▶ **Given task a**: Extract the records from their first line through the line containing "232), (29, 230)]", with both ends included, and reproduce those lines without alteration.

# St Jeromes creek



## surfnsam (Apr 28, 2008)

i hope eveyone had a good time despite the heat and small fish, i did but boy was i whipped when i got back to Buzz's. i think i drank 32ozs of water and a mt. dew before i started to feel better. didnt think it would be 97* by 1:00 whew.

we had a good showing Mightymouse, Ictalurus, jffoley,Longislandtomd,CBkayaker and myself. i think CB won the copitition, i only scored some small croakers and a pretty nice kingfish which suprised me, i didnt think the were in the bay but it didnt look like a croaker and as i looked at it i remembered what kingfish looked like that was only my 2nd 1 ever, nice size at 11".


----------



## MetroMan (Mar 7, 2009)

Nice. I can't wait to be able to join you guys


----------



## O Shin Rin (Aug 31, 2009)

MetroMan said:


> Nice. I can't wait to be able to join you guys


how long now MM?


----------



## surfnsam (Apr 28, 2008)

metro you will have to put the icebreaker on by the time your ready still better than this heatwave.


----------



## mytmouse (Jan 24, 2009)

I had a ball out there!! Man talk about a long drive HOME!! LOL. I was so ready to let my eyes close on 495! LOL. I slept about 3 hours at my Mom's before I got up and went home! LOL. That inlet whipped my A$$ ROTFL!!! We definitely have to do it again! Who knows maybe Metroman can come too! 

MYT


----------



## MetroMan (Mar 7, 2009)

[Stored items from a collection]
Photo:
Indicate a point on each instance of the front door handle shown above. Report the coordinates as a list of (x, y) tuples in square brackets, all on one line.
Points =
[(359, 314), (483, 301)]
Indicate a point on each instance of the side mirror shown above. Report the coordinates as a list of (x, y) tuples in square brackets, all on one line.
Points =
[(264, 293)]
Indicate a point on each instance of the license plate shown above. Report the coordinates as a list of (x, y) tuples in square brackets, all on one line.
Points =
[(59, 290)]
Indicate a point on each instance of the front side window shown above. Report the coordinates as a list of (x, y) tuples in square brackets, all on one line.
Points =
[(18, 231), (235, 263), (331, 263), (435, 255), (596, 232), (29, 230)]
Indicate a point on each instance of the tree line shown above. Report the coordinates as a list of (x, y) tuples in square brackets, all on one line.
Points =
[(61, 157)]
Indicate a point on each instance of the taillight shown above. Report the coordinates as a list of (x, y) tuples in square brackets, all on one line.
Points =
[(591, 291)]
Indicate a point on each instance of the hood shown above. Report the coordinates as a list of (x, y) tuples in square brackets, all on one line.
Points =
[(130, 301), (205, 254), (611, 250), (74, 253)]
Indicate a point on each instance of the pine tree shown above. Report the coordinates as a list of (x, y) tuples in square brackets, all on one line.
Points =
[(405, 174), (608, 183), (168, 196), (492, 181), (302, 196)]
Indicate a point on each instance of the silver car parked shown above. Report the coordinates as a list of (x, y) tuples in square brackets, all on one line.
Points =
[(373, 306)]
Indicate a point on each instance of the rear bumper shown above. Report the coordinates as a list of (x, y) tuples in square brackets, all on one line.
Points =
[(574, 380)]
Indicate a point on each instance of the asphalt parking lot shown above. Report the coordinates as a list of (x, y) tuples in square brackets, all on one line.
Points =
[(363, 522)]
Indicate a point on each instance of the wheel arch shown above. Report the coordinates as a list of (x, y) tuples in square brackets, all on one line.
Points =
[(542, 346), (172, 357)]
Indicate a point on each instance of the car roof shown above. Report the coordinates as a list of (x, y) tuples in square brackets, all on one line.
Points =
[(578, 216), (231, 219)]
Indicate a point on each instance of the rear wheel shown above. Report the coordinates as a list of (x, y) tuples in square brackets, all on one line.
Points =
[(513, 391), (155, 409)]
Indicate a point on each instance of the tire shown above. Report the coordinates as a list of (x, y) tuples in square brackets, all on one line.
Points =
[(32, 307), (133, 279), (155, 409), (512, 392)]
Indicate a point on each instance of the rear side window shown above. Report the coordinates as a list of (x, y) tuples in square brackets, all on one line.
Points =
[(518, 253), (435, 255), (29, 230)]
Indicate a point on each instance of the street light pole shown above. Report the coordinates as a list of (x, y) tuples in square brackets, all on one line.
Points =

▶ **Given task b**: Name each distinct username that heads a post in the St Jeromes creek thread.

▶ **Exercise solution a**:
Photo:
Indicate a point on each instance of the front door handle shown above. Report the coordinates as a list of (x, y) tuples in square brackets, all on one line.
Points =
[(359, 314), (483, 301)]
Indicate a point on each instance of the side mirror shown above. Report the coordinates as a list of (x, y) tuples in square brackets, all on one line.
Points =
[(264, 293)]
Indicate a point on each instance of the license plate shown above. Report the coordinates as a list of (x, y) tuples in square brackets, all on one line.
Points =
[(59, 290)]
Indicate a point on each instance of the front side window shown above. Report the coordinates as a list of (x, y) tuples in square brackets, all on one line.
Points =
[(18, 231), (235, 263), (331, 263), (435, 255), (596, 232), (29, 230)]

▶ **Exercise solution b**: surfnsam, MetroMan, O Shin Rin, mytmouse